# INSTRUCTIONS FOR THE TASK
Search the data below for the string "white" and copy all lines where it shows up.

# INFORMATION

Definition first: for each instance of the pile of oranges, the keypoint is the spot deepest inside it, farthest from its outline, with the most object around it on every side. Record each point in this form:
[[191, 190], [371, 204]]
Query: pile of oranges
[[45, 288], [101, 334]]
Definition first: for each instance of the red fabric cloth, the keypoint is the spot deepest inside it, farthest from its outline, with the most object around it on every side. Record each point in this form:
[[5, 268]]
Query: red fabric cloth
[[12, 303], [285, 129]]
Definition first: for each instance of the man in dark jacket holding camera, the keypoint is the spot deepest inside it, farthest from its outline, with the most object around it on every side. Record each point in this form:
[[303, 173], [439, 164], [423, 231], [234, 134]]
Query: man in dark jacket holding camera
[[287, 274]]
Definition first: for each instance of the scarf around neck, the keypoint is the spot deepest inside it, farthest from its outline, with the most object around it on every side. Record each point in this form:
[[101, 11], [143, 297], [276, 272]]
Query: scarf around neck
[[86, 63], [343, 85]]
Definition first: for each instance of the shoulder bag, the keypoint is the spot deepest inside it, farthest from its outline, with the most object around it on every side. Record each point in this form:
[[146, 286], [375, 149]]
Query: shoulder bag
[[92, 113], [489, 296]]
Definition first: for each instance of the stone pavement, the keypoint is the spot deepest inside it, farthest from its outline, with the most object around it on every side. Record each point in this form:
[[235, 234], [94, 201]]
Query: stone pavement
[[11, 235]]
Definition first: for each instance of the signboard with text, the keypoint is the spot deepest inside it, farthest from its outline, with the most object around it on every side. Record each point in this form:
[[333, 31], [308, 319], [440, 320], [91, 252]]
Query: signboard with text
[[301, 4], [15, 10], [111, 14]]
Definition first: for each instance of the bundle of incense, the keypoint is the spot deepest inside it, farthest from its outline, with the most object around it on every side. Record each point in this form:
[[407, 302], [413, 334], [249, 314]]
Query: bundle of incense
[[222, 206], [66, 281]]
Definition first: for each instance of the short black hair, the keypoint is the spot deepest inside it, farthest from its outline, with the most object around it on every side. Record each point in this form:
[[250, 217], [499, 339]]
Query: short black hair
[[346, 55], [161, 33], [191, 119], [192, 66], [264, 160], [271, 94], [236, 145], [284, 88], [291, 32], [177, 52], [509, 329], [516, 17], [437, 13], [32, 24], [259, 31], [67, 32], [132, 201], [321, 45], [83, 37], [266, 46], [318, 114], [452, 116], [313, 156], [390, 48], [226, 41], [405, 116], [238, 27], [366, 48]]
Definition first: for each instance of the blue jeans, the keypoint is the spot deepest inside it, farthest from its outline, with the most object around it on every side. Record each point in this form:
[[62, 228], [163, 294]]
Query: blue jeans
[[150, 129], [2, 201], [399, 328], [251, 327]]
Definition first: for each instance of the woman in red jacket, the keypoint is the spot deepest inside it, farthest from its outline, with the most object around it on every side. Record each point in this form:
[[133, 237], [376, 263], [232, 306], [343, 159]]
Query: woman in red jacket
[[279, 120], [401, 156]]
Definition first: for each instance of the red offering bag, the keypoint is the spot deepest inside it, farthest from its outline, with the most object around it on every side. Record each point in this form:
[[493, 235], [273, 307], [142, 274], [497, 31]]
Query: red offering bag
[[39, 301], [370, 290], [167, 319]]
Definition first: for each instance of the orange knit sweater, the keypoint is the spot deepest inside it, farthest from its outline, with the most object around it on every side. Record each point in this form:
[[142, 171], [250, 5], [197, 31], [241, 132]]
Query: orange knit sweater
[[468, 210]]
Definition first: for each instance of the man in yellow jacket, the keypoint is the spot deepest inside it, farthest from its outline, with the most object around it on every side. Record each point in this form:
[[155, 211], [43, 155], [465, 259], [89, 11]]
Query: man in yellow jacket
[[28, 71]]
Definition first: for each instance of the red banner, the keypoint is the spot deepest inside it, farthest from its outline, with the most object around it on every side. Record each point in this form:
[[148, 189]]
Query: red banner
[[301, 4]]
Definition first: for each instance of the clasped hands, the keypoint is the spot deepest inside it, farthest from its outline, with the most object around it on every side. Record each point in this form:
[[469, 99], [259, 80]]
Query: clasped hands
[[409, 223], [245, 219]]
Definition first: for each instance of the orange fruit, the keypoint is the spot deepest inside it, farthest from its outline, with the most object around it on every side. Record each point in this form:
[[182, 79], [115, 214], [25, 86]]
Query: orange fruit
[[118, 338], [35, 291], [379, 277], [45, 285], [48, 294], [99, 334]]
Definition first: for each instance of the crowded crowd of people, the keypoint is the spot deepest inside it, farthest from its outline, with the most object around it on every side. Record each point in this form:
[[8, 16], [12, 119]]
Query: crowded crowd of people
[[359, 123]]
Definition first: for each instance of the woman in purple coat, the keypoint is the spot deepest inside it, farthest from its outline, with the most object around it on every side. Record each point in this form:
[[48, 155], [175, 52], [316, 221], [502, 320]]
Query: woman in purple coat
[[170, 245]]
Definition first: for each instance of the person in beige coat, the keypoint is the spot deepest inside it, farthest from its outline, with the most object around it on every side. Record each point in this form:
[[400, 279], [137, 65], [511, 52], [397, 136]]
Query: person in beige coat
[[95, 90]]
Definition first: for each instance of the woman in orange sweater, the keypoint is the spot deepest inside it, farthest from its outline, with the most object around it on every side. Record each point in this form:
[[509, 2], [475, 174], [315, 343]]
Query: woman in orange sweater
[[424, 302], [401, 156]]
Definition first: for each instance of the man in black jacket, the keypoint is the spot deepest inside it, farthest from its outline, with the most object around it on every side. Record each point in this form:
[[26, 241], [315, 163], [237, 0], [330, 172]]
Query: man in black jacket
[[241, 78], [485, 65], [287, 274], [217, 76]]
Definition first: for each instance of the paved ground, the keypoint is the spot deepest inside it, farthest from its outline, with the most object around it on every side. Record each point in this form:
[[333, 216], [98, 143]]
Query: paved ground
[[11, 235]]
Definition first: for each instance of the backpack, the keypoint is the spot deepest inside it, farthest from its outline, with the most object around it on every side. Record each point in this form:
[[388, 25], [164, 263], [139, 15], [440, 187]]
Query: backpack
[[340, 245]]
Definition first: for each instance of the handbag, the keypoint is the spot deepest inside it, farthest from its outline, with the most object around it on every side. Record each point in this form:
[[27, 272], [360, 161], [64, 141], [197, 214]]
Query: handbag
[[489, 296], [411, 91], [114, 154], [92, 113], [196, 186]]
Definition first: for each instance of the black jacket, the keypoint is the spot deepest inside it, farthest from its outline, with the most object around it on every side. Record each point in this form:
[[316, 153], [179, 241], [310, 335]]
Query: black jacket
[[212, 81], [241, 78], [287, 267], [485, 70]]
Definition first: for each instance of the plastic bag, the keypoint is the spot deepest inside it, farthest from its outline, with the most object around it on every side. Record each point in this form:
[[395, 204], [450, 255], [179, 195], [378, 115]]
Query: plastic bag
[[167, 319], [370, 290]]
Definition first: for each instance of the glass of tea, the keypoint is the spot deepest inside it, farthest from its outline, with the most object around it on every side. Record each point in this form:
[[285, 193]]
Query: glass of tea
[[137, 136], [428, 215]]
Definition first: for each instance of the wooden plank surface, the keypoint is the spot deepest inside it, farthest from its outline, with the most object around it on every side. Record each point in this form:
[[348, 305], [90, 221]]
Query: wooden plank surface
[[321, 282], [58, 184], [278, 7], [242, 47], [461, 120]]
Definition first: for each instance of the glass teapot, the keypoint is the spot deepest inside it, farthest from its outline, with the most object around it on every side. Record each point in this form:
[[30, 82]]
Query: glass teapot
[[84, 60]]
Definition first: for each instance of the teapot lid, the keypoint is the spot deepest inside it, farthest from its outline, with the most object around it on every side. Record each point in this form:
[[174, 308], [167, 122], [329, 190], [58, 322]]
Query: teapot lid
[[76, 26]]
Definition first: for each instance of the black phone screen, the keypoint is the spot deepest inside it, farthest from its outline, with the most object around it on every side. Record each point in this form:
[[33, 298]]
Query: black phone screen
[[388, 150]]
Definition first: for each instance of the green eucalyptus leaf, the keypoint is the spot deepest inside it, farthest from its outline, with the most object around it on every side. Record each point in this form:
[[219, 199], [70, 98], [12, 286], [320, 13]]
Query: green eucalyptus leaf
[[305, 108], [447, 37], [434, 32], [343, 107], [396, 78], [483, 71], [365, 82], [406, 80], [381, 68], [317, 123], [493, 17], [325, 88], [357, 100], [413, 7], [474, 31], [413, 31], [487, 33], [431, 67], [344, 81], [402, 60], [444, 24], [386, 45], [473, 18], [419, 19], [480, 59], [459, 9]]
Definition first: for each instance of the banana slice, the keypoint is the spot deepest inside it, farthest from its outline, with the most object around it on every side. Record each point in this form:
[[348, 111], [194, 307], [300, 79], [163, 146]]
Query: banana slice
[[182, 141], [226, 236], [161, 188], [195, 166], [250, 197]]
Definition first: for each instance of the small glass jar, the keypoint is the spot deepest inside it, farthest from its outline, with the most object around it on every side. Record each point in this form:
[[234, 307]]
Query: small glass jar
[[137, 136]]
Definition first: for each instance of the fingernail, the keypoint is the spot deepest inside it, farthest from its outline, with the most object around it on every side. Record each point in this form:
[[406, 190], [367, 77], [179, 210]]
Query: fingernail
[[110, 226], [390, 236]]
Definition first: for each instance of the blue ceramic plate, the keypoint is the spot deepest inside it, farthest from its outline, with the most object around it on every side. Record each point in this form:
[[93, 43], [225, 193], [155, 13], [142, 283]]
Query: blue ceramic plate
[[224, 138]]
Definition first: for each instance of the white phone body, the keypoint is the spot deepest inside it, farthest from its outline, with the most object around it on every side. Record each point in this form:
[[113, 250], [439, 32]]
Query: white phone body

# WRITTEN SOLUTION
Definition first: for each instance of the white phone body, the keypoint is the spot deepest inside it, farthest from its outline, with the most object around it on every side. Record each point in this form:
Query: white phone body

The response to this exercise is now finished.